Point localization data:
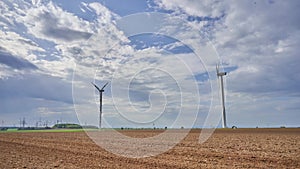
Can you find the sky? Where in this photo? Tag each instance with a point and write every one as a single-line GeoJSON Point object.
{"type": "Point", "coordinates": [159, 58]}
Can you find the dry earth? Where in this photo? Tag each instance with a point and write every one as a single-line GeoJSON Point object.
{"type": "Point", "coordinates": [240, 148]}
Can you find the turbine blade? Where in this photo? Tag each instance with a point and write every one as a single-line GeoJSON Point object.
{"type": "Point", "coordinates": [96, 86]}
{"type": "Point", "coordinates": [104, 86]}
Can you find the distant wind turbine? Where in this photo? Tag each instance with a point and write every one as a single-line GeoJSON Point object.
{"type": "Point", "coordinates": [221, 74]}
{"type": "Point", "coordinates": [100, 93]}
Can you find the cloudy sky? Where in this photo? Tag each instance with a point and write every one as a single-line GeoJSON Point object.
{"type": "Point", "coordinates": [159, 58]}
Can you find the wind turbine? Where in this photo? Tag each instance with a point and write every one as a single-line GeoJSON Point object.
{"type": "Point", "coordinates": [221, 74]}
{"type": "Point", "coordinates": [100, 93]}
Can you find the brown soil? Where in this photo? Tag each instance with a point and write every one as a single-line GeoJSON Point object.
{"type": "Point", "coordinates": [240, 148]}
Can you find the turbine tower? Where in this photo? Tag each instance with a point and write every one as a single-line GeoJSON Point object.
{"type": "Point", "coordinates": [100, 94]}
{"type": "Point", "coordinates": [221, 74]}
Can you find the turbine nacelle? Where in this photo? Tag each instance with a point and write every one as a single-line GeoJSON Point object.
{"type": "Point", "coordinates": [218, 71]}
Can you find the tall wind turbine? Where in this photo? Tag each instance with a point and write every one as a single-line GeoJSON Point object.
{"type": "Point", "coordinates": [100, 93]}
{"type": "Point", "coordinates": [221, 74]}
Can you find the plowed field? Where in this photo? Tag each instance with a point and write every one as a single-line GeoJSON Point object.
{"type": "Point", "coordinates": [239, 148]}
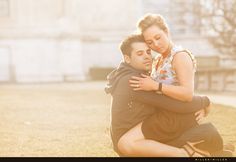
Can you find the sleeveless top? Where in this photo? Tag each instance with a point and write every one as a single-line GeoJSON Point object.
{"type": "Point", "coordinates": [162, 70]}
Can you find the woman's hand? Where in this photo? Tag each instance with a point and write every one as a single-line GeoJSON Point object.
{"type": "Point", "coordinates": [145, 83]}
{"type": "Point", "coordinates": [202, 113]}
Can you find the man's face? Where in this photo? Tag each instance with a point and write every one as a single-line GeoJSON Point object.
{"type": "Point", "coordinates": [141, 58]}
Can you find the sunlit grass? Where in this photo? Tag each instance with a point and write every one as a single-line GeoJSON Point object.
{"type": "Point", "coordinates": [69, 120]}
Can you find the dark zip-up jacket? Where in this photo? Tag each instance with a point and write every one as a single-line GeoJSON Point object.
{"type": "Point", "coordinates": [131, 107]}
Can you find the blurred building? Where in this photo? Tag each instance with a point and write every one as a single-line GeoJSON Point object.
{"type": "Point", "coordinates": [62, 40]}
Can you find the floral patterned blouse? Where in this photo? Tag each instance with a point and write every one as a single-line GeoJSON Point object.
{"type": "Point", "coordinates": [162, 70]}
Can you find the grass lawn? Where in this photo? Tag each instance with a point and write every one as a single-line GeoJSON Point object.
{"type": "Point", "coordinates": [69, 119]}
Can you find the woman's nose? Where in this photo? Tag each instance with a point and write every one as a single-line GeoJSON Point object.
{"type": "Point", "coordinates": [155, 43]}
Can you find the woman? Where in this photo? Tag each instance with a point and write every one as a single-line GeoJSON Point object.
{"type": "Point", "coordinates": [172, 75]}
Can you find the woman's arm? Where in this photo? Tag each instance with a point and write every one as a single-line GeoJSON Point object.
{"type": "Point", "coordinates": [183, 66]}
{"type": "Point", "coordinates": [184, 69]}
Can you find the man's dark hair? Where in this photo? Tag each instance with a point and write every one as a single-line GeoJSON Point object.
{"type": "Point", "coordinates": [125, 45]}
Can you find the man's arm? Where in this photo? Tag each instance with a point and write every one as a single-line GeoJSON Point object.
{"type": "Point", "coordinates": [168, 103]}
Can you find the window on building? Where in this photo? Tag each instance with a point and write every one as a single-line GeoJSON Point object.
{"type": "Point", "coordinates": [4, 8]}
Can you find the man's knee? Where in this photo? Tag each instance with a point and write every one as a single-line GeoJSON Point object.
{"type": "Point", "coordinates": [126, 146]}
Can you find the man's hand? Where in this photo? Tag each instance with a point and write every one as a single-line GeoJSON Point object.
{"type": "Point", "coordinates": [144, 82]}
{"type": "Point", "coordinates": [202, 113]}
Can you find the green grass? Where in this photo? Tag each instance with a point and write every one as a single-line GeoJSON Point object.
{"type": "Point", "coordinates": [69, 120]}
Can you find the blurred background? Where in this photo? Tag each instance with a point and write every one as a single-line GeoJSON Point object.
{"type": "Point", "coordinates": [77, 40]}
{"type": "Point", "coordinates": [55, 56]}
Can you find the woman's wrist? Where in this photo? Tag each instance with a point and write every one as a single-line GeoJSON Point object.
{"type": "Point", "coordinates": [158, 90]}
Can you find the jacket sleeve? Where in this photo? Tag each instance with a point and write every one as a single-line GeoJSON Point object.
{"type": "Point", "coordinates": [164, 102]}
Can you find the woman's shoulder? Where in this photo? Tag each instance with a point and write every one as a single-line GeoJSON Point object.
{"type": "Point", "coordinates": [184, 55]}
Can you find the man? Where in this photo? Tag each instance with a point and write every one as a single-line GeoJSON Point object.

TASK STATEMENT: The job here is to write out the records exactly, pictures excluded.

SOLUTION FOR THIS TASK:
Can you find the sky? Where in this photo? Tag each instance with a point and write every one as a single-line GeoJSON Point object.
{"type": "Point", "coordinates": [159, 58]}
Can you find the dry earth? Where in this photo? Tag each instance with a point and write every one as a single-line GeoJSON Point object.
{"type": "Point", "coordinates": [240, 148]}
Can you find the turbine blade? Where in this photo? Tag each instance with a point and write every one as a single-line GeoJSON Point object.
{"type": "Point", "coordinates": [96, 86]}
{"type": "Point", "coordinates": [104, 86]}
Can you find the distant wind turbine? Where in this photo? Tag each instance with a point and write every one as a single-line GeoJSON Point object.
{"type": "Point", "coordinates": [221, 74]}
{"type": "Point", "coordinates": [100, 93]}
Can you find the cloudy sky? Where in this photo? Tag each instance with a point and write every one as a single-line GeoJSON Point object.
{"type": "Point", "coordinates": [159, 58]}
Can you find the wind turbine? Where in this photo? Tag each instance with a point and write every one as a single-line GeoJSON Point object.
{"type": "Point", "coordinates": [221, 74]}
{"type": "Point", "coordinates": [100, 93]}
Can you find the brown soil? Where in this photo? Tag each instance with a point and write every one as a single-line GeoJSON Point object.
{"type": "Point", "coordinates": [240, 148]}
Can you find the turbine tower? Where in this photo? Tag each instance with a point and write every one as a single-line GeoJSON Point object.
{"type": "Point", "coordinates": [100, 94]}
{"type": "Point", "coordinates": [221, 74]}
Can you find the turbine nacelle? Where in this photo? Tag each instance with a point and write every one as a single-line GeoJSON Point object.
{"type": "Point", "coordinates": [218, 71]}
Can you find the tall wind turbine? Where in this photo? Tag each instance with a point and write every one as a single-line GeoJSON Point object.
{"type": "Point", "coordinates": [100, 93]}
{"type": "Point", "coordinates": [221, 74]}
Can you find the plowed field? Where in this photo? Tag each instance with a point and write every one as a single-line GeoJSON Point object.
{"type": "Point", "coordinates": [239, 148]}
Can you find the sleeveless top? Where in this photo? Tag each instance with a point and write every one as a single-line GeoJSON Point object.
{"type": "Point", "coordinates": [162, 70]}
Can you find the woman's hand? Where in this photo? Tag each instance with a point and write every one as a single-line GeoJSON Point object.
{"type": "Point", "coordinates": [145, 83]}
{"type": "Point", "coordinates": [202, 113]}
Can you find the man's face? Where in this photo? Tag each instance with a point and write every one as a single-line GeoJSON Point object.
{"type": "Point", "coordinates": [141, 58]}
Can you find the sunlit grass? Where in this photo? Tag each instance with a point and write every one as a single-line GeoJSON Point object.
{"type": "Point", "coordinates": [69, 120]}
Can you find the dark zip-up jacket? Where in this photo? Tag each instance with a point and write every one as a single-line GeoJSON Point object.
{"type": "Point", "coordinates": [131, 107]}
Can you find the blurred building? Where in this photo? Tag each instance with a point and write every one as a single-line GeoJSON Point object.
{"type": "Point", "coordinates": [62, 40]}
Can you find the floral patterned blouse? Where in this photo? Tag each instance with a point and write every one as a single-line GeoJSON Point object.
{"type": "Point", "coordinates": [162, 70]}
Can you find the grass lawn? Where in this photo? Tag each instance with a point and write every one as a single-line GeoJSON Point object.
{"type": "Point", "coordinates": [69, 119]}
Can you find the woman's nose? Where in this photo? Tag each instance with a point and write every one as a single-line GeoJSON Point object.
{"type": "Point", "coordinates": [155, 43]}
Can you find the woman? Where in this photo? Tag each instance with a point and write every one as a single-line GeoJSON Point object.
{"type": "Point", "coordinates": [172, 75]}
Can you find the woman's arm? Where in this photo? Tag each instance with a point and write every one as a single-line GeoJSON Point object.
{"type": "Point", "coordinates": [183, 66]}
{"type": "Point", "coordinates": [184, 69]}
Can you find the man's dark hair? Where in this photo? Tag each instance with a point and write every one as a single-line GeoJSON Point object.
{"type": "Point", "coordinates": [125, 45]}
Can you find the man's arm? Where in this photo? Tag each instance with a point and write every one as a single-line GeoJSON Point object.
{"type": "Point", "coordinates": [168, 103]}
Can you find the window on building? Where in this photo? Tag each instance with a point and write every one as a single-line GeoJSON Point object.
{"type": "Point", "coordinates": [4, 8]}
Can you find the man's knee? Where in this photo? Tag each instance with a point and write every one as a single-line GeoJSON Point object.
{"type": "Point", "coordinates": [126, 146]}
Can you find the man's hand? Where in this photo? Tag each instance with a point and write every one as a single-line GeoJSON Point object.
{"type": "Point", "coordinates": [144, 82]}
{"type": "Point", "coordinates": [202, 113]}
Can you find the green grass? Where in this photo? Tag each instance with a point and write every one as a single-line GeoJSON Point object.
{"type": "Point", "coordinates": [69, 120]}
Can you find the blurred background? Where in this photo? Tag each instance with a point and write every one as a single-line GeoJSON Point object.
{"type": "Point", "coordinates": [77, 40]}
{"type": "Point", "coordinates": [55, 56]}
Can you find the woman's wrist? Where in this photo? Tag each instance with a point and write every one as a single-line GeoJSON Point object.
{"type": "Point", "coordinates": [158, 90]}
Can you find the jacket sleeve? Where in this photo? Tag each instance with a point and write every one as a single-line GeoJSON Point object.
{"type": "Point", "coordinates": [164, 102]}
Can you find the woman's shoulder? Where in this photo? Tag each instance with a point and write every one as a single-line GeoJSON Point object.
{"type": "Point", "coordinates": [184, 55]}
Can you find the man? Where in this photo? Tag each instance with a point and write every one as a single-line GeoJSON Point object.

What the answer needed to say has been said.